▶ _Exercise directions_
Write out, please, the line containing "orange flower bud" together with all lines after it, up to and including the last one, with no other output.

======== Available data ========

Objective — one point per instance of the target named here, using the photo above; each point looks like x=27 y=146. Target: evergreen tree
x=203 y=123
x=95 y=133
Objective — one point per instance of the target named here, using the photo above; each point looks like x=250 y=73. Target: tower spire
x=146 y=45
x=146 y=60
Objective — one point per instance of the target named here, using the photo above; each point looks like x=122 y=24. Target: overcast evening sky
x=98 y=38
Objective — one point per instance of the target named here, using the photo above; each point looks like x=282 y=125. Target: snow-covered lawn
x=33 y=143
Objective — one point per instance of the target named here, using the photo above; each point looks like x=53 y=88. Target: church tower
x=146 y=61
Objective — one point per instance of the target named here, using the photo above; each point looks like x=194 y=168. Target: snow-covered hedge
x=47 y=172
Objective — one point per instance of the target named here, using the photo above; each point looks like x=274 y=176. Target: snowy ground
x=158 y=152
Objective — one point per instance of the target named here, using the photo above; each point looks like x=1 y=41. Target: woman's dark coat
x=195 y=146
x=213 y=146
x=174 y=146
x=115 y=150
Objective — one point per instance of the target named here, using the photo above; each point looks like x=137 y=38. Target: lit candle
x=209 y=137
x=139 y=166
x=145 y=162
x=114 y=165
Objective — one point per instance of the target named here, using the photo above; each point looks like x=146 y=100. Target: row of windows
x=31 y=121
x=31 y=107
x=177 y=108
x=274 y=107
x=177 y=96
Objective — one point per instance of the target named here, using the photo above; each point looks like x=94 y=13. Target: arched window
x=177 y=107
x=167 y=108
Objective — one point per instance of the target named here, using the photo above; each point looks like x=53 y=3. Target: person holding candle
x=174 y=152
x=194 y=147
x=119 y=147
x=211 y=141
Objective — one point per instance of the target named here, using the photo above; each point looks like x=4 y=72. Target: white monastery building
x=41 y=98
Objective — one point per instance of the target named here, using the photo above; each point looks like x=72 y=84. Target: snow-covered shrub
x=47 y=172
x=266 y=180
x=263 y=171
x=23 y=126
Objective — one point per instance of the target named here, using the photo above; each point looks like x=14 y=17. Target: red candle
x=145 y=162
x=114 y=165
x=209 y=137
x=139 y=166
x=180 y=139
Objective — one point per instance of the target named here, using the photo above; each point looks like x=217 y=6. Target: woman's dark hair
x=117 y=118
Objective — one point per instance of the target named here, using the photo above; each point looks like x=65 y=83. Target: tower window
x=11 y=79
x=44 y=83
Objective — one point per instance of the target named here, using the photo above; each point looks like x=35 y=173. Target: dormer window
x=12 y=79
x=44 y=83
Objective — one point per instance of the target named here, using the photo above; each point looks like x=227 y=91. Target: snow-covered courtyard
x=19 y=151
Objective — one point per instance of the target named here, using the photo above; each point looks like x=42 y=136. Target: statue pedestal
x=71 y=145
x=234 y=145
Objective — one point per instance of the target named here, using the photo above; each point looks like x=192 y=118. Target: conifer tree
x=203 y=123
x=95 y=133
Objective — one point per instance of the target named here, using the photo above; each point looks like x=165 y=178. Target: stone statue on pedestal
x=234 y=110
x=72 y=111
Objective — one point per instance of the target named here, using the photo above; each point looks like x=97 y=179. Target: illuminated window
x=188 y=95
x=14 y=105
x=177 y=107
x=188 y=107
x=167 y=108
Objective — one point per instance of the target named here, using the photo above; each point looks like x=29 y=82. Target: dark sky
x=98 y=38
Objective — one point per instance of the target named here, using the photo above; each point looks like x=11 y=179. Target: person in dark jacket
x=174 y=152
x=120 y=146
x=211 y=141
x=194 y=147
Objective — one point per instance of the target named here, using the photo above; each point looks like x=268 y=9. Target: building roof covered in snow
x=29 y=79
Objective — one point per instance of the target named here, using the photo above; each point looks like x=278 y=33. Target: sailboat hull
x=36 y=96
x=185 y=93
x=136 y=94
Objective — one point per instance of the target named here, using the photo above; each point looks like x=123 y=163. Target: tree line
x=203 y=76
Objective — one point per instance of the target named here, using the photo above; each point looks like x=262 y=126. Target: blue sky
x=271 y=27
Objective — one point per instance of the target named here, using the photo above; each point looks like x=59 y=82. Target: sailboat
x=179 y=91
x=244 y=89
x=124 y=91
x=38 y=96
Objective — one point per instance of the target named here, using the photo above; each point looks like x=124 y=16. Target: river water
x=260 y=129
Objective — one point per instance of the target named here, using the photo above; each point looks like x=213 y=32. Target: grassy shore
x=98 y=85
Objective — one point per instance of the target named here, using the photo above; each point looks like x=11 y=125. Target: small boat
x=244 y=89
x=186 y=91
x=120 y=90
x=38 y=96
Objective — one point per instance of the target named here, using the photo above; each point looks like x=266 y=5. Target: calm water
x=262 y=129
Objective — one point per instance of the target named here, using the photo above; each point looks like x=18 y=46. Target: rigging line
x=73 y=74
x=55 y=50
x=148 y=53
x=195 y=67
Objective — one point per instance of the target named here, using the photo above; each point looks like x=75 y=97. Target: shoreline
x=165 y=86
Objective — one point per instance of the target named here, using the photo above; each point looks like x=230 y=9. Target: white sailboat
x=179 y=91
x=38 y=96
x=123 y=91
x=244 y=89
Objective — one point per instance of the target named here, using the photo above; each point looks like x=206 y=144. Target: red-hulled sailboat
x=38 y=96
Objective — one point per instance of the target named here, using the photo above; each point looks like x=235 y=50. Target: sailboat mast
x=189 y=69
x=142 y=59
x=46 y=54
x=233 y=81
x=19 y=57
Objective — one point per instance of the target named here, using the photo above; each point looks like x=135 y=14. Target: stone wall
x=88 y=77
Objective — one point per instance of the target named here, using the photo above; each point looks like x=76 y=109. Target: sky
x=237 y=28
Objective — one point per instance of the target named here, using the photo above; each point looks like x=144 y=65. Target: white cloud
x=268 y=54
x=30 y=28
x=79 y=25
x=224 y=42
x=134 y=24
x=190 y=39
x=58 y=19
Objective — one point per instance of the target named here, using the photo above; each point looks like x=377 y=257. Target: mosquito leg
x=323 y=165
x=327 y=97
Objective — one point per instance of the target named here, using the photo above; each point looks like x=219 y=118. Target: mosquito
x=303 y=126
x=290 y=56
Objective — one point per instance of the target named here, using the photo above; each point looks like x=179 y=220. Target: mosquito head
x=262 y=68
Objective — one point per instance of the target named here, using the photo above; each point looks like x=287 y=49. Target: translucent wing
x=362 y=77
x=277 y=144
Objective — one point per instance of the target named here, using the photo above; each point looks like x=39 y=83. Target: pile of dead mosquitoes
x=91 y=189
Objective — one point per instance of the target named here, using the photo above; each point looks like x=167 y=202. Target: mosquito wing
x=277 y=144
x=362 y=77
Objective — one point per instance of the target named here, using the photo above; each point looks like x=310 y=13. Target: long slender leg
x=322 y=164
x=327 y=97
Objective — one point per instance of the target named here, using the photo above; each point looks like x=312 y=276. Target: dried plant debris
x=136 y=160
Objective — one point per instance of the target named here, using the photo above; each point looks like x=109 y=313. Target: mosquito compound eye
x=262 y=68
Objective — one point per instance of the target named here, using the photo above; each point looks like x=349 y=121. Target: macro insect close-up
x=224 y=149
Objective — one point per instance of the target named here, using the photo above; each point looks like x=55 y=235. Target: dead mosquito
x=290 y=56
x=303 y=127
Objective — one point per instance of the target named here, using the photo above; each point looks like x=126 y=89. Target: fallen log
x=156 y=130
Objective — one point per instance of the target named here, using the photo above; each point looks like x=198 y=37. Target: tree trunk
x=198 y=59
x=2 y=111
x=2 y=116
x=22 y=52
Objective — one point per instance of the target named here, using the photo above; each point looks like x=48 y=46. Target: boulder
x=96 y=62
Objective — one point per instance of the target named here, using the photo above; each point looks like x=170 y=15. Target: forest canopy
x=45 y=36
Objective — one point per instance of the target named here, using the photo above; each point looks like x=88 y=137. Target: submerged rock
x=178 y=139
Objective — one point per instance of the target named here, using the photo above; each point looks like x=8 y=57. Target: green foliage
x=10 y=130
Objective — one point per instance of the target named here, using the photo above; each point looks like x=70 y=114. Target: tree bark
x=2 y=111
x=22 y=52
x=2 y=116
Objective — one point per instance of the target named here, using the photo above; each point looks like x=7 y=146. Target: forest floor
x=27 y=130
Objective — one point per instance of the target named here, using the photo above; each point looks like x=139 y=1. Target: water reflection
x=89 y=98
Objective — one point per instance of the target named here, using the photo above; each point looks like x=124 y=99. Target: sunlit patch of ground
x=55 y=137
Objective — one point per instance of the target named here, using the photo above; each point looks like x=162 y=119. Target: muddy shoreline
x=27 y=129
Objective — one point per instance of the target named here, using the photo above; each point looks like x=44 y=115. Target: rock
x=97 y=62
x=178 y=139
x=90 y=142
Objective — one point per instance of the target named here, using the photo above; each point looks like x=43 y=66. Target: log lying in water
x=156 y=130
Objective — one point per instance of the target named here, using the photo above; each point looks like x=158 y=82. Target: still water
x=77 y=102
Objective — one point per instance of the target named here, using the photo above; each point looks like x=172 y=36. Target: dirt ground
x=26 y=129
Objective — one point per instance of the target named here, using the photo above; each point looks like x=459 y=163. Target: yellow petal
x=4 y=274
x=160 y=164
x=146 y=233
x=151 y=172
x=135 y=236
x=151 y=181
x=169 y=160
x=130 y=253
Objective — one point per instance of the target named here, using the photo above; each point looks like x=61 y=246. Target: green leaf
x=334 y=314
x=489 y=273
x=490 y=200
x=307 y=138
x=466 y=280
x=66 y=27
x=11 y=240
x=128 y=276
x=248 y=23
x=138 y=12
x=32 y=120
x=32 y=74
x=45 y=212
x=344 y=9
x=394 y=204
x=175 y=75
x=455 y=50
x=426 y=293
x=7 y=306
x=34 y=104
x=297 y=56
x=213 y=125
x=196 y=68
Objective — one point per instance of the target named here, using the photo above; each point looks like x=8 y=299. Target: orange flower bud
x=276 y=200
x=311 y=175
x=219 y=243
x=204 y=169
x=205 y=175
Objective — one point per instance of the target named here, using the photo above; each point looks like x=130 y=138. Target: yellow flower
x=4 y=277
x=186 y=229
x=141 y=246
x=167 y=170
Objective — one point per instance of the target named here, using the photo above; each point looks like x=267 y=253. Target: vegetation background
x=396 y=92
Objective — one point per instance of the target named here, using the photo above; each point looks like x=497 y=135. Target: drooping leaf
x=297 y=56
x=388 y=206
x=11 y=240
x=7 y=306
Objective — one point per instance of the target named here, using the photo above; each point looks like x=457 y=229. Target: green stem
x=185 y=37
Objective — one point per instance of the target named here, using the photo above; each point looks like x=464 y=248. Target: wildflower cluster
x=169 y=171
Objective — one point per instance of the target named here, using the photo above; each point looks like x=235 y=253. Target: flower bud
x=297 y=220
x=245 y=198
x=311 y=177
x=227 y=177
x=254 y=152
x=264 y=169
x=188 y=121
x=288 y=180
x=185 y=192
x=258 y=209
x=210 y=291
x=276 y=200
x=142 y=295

========

▶ _Result_
Objective — one point per instance of the target named here, using the photo above; each point looks like x=8 y=299. Target: orange flower bud
x=276 y=200
x=311 y=175
x=219 y=243
x=204 y=169
x=205 y=175
Objective — one point per instance of the target named here, using the photo above; each point looks like x=130 y=138. Target: yellow flower
x=4 y=277
x=186 y=229
x=141 y=246
x=167 y=170
Objective — one point per instance of the target named here, using the photo above; each point looks like x=267 y=253. Target: vegetation background
x=396 y=92
Objective — one point per instance of the target named here, using the photo above; each point looks like x=497 y=135. Target: drooping leaf
x=297 y=56
x=388 y=206
x=11 y=240
x=7 y=306
Objective — one point per instance of the target named here, using the photo above; each point looks like x=457 y=229. Target: green stem
x=185 y=37
Objective — one point per instance of the target named here, using the photo above; each point looks like x=464 y=248. Target: wildflower cluster
x=169 y=171
Objective — one point per instance of the target named here, using the photo above; each point looks like x=235 y=253. Target: flower bud
x=297 y=220
x=245 y=198
x=311 y=177
x=227 y=177
x=254 y=152
x=264 y=169
x=188 y=121
x=288 y=180
x=185 y=192
x=258 y=209
x=210 y=291
x=276 y=200
x=142 y=295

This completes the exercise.